Istruzioni:
(A) Nel testo sul futuro dell'umanità, di chi erano le testimonianze raccolte da Samuel von Putendorf?
(B) Riporta dal testo sul futuro dell'umanità il passo che si apre con le parole contenenti "I ricchi, i" e si chiude con "uccidere la popolazione.".
(C) Prosegui il testo sul futuro dell'umanità a partire dal punto in cui si interrompe.

Testo del documento:
Quotidianamente ognuno di noi s’interroga sul futuro. Probabilmente la ricerca di spiritualità e il rifugiarsi nella religione sono anche frutto dell’instabilità planetaria. È un dato di fatto che, chi popola oggi l’Europa è tornato a temere pestilenze, carestie, povertà e, soprattutto, eventuali iniziative del potere. Bill Gates ed Elon Musk si confrontano quotidianamente sui media circa il futuro dell’umanità e, come stupiti, stampa e politica s’indignano probabilmente per poca dimestichezza con la storia dell’umanità europea.
I ricchi, i signori, i grandi feudatari si sono sempre interrogati sul futuro dell’umanità; sempre soliti chiedersi come garantire la sopravvivenza alla propria linea dinastica, alla discendenza. In queste analisi, e nelle conseguenti decisioni, avevano ed hanno forte peso consiglieri di corte, intellettuali e militari alle dirette dipendenze dei sovrani. Un giurista, storico e filosofo ha potuto raccogliere le vive testimonianze di quanto capitasse agli abitanti dei villaggi in Germania prima e durante la Guerra dei Trent’anni: Samuel von Putendorf, quello che ebbe a sostenere “la religione cristiana, se intesa nel modo corretto, sarebbe la più adatta a rafforzare l’attività dello Stato, arginando le prevaricazioni dei potenti”, aveva potuto raccogliere le testimonianze di preti e monaci circa la consuetudine di distruggere villaggi, di uccidere la popolazione.

Dati disponibili:
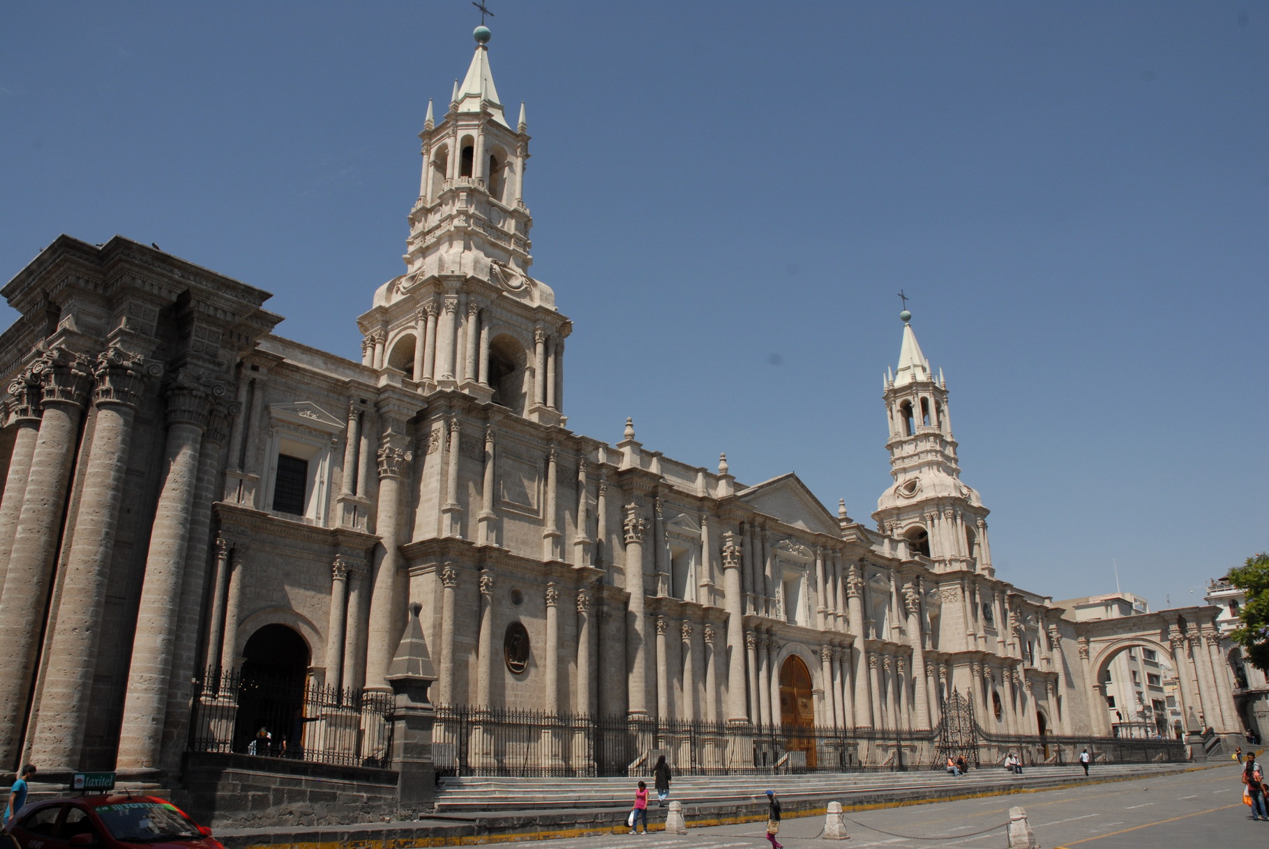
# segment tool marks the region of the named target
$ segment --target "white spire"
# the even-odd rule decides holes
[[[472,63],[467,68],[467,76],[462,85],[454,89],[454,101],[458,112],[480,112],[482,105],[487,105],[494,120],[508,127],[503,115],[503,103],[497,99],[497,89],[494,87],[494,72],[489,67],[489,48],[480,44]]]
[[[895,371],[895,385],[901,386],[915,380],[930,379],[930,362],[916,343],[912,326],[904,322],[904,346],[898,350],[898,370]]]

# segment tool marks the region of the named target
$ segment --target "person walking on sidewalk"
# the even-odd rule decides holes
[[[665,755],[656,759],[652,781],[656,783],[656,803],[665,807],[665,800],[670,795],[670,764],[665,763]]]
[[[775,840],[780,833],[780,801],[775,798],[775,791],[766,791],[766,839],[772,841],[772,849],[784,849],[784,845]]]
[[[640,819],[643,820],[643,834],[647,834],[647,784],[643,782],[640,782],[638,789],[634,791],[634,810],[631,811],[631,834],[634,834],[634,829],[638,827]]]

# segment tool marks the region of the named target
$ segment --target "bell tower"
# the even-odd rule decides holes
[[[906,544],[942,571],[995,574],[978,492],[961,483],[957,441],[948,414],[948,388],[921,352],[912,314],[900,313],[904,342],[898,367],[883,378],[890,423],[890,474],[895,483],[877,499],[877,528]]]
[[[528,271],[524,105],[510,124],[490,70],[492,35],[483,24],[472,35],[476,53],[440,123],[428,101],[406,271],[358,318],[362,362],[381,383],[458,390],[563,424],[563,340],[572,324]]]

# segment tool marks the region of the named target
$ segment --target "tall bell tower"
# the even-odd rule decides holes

==

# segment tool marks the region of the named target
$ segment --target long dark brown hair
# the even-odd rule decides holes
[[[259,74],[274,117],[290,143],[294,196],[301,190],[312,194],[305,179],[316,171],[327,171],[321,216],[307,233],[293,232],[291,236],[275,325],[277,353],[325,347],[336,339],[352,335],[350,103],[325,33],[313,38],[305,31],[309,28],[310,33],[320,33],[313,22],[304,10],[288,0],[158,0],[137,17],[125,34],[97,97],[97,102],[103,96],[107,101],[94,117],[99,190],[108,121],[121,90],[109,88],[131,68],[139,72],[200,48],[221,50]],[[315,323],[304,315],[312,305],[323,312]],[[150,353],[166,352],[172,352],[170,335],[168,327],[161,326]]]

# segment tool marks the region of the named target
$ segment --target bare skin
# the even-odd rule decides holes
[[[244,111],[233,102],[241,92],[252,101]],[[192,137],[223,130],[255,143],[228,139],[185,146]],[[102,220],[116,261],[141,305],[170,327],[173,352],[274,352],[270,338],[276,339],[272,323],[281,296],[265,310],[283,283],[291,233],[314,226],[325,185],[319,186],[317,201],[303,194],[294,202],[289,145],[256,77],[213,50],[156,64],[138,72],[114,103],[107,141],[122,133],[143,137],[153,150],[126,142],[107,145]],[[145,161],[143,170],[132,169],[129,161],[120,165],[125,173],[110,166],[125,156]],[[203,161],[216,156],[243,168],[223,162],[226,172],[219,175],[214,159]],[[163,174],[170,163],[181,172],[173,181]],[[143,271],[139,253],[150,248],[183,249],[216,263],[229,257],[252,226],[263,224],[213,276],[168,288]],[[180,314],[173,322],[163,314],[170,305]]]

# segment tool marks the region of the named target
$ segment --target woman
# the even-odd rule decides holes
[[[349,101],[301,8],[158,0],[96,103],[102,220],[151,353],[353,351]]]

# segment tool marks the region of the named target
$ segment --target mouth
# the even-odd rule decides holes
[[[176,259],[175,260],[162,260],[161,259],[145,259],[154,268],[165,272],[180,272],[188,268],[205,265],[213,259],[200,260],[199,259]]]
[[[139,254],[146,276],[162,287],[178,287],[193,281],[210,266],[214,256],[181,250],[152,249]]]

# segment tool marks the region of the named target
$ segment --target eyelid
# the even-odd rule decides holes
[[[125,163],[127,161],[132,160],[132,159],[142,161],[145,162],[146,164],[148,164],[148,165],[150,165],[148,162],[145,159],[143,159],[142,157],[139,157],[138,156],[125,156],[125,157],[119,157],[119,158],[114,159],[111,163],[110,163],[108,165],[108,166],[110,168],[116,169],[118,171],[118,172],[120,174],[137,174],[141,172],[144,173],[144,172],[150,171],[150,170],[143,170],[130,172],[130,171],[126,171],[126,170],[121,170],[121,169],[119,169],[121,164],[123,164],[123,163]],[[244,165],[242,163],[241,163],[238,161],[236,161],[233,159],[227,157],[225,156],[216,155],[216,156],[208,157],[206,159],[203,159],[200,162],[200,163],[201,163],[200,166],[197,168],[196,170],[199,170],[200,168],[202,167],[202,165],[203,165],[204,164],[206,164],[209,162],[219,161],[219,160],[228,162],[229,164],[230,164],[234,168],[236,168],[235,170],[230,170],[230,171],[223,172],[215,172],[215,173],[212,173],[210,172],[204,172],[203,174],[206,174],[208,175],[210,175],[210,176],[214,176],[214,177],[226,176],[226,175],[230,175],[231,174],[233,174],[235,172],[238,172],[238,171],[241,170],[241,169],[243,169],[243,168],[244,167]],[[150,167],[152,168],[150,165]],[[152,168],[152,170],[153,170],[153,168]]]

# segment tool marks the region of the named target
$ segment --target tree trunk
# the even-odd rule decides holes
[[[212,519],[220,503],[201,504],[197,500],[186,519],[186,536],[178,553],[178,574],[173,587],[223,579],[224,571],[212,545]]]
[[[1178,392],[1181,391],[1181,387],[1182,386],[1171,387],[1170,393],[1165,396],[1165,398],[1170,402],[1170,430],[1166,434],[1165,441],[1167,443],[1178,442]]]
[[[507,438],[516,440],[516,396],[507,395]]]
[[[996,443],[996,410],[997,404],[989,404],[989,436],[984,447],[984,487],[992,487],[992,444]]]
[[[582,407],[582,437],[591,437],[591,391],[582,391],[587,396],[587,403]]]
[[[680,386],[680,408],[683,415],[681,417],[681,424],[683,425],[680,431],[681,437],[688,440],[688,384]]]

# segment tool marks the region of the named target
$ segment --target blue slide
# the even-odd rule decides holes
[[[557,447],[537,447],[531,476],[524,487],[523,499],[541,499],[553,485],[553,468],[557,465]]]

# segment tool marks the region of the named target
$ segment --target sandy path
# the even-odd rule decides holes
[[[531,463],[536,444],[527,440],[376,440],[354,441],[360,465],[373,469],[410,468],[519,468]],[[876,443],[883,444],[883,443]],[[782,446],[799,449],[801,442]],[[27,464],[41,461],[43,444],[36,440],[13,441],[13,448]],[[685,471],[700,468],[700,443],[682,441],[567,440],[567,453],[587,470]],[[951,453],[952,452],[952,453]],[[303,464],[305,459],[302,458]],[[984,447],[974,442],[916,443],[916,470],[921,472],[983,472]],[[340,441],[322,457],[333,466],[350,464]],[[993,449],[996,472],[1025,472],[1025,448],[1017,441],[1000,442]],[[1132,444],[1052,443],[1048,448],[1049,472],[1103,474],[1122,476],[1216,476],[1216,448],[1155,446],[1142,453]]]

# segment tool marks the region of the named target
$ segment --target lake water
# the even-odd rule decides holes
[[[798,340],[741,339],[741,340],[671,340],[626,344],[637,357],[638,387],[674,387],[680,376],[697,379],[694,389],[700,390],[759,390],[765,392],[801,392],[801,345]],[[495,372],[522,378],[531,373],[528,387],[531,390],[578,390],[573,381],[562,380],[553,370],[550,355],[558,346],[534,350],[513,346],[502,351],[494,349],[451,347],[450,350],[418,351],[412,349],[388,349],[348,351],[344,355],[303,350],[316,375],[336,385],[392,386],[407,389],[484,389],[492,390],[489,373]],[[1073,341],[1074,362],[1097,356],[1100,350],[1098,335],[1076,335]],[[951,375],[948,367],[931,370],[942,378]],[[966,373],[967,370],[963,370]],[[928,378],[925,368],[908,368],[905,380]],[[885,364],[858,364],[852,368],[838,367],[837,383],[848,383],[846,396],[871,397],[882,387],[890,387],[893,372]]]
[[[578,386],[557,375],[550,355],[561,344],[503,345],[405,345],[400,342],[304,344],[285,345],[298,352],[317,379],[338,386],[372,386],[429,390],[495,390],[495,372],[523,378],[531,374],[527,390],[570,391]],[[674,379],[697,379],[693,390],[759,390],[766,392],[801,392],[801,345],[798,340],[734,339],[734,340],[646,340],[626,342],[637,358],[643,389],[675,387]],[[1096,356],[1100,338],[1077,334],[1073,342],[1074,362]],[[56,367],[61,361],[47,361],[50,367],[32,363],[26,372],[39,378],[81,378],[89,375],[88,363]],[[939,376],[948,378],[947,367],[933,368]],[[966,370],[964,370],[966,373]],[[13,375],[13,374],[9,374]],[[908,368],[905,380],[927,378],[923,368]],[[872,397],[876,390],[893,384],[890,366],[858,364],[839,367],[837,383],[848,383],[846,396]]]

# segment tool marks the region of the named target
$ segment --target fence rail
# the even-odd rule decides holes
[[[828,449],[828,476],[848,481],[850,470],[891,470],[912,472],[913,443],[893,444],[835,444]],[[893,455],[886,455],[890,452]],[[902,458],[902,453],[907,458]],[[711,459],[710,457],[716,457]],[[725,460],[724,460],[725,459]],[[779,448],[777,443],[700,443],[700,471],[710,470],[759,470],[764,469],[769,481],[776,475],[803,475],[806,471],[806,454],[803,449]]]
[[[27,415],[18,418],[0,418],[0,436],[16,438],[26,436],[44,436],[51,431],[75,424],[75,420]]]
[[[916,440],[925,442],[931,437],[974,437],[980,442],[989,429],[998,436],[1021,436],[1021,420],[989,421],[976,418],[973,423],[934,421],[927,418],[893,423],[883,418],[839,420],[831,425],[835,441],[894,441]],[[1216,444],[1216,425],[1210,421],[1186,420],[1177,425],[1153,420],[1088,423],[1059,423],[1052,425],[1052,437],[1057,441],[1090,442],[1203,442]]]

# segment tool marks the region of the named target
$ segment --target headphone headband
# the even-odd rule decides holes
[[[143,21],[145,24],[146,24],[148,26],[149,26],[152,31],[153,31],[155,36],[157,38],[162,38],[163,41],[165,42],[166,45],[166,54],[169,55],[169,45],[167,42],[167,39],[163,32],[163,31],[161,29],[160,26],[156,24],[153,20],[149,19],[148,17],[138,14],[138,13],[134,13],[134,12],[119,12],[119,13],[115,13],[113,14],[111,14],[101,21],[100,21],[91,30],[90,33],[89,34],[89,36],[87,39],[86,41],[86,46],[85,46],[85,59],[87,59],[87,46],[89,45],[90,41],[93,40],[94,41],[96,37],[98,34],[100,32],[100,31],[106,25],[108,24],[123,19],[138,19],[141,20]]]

Risultati attesi:
(A) Di preti e monaci.

(B)
I ricchi, i signori, i grandi feudatari si sono sempre interrogati sul futuro dell’umanità; sempre soliti chiedersi come garantire la sopravvivenza alla propria linea dinastica, alla discendenza. In queste analisi, e nelle conseguenti decisioni, avevano ed hanno forte peso consiglieri di corte, intellettuali e militari alle dirette dipendenze dei sovrani. Un giurista, storico e filosofo ha potuto raccogliere le vive testimonianze di quanto capitasse agli abitanti dei villaggi in Germania prima e durante la Guerra dei Trent’anni: Samuel von Putendorf, quello che ebbe a sostenere “la religione cristiana, se intesa nel modo corretto, sarebbe la più adatta a rafforzare l’attività dello Stato, arginando le prevaricazioni dei potenti”, aveva potuto raccogliere le testimonianze di preti e monaci circa la consuetudine di distruggere villaggi, di uccidere la popolazione.

(C)
La Guerra dei Trent’anni è usata per consuetudine come spartiacque con la modernità: utile anche perché dalle testimonianze raccolte in Boemia, Württemberg, Palatinato, Meclemburgo e Pomerania emerge come il rapporto tra popolo e potere non fosse mai stato idilliaco, e fin da dopo la caduta dell’Impero romano. Pufendorf, autore dello De Statu imperii Germanici, ebbe a notare come fosse consuetudine dei feudatari garantire il benessere delle corti, evitando spargimento di sangue nelle città, parimenti permettendo il prezzo di sangue pesasse tutto sul contado, sui villaggi. Le testimonianze ci rivelano che dal Medioevo al Rinascimento la maggior parte dei signori dell’Europa continentale usava truppe mercenarie per purgare l’umanità dai diseredati tra villaggi e campagne: questo perché pensavano i poveri causassero carestie e pestilenze. Il rimedio di quei tempi era ucciderli, e solo quelli più giovani e in forza si arruolavano tra i lanzichenecchi. Solo le corti cattoliche hanno sempre tollerato la convivenza nella società con i poveri, e casomai sfamarli e curarli. Basti solo pensare che, fino a fine ‘800, nella Londra vittoriana c’è stato l’arresto per povertà con conseguente deportazione.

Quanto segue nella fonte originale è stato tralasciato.